Para encerrar,  chamamos a atenção para o fato de que a especulação imobiliária, a maior chaga do litoral, explodiu com violência em Santa Catarina e não é de hoje. A ocupação de Jurerê Internacional foi um escândalo desde seu início.

Ficou famosa a Operação Moeda Verde, em 2017, quando 16 pessoas foram condenadas pelo Juiz Marcelo Krás Borges, da Vara Federal Ambiental de Florianópolis. Ele condenou  16 pessoas e seis empresas acusadas na Operação que investigou crimes contra o meio ambiente e contra a administração pública.

Balneário Cambroiú, um dos efeitos da especulação é a desfiguração paisagística.

Na época, o Ministério Público Federal (MPF) afirmou que a empresa Habitasul pagava servidores públicos para que eles concedessem liberação de licenças ambientais para a construção de empreendimentos.

OBJETIVO DA TAREFA:
Continue o trecho sobre a especulação imobiliária em Santa Catarina a partir da última frase.

LINHAS DE DADOS:
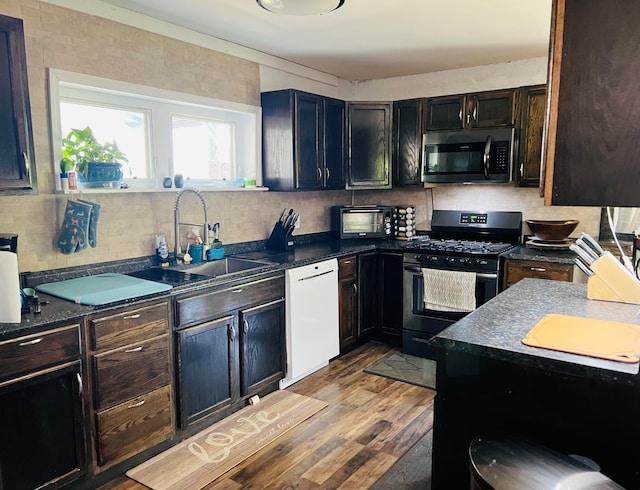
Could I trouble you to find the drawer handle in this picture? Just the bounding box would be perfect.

RESPOSTA AO PROBLEMA:
Além deste caso emblemático, a especulação imobiliária desfigurou Balneário de Camboriú, e agora faz o mesmo em Balneário Perequê. Em outras palavras, parece estar liberada a construção de prédios tão altos que acabam com a insolação nas praias do Estado. A mesma tentativa foi feita em Itajaí.

Em nossa opinião, esta revisão do Plano Diretor de Florianópolis vai acabar com o que resta da Mata Atlântica, restingas, dunas, e manguezais do município. E, como dizem os autores do Manifesto, trata-se de um golpe orquestrado pelo setor imobiliário da cidade, em conluio com a maioria dos vereadores da CMF.

Não é possível que a Justiça deixe este descalabro seguir em frente.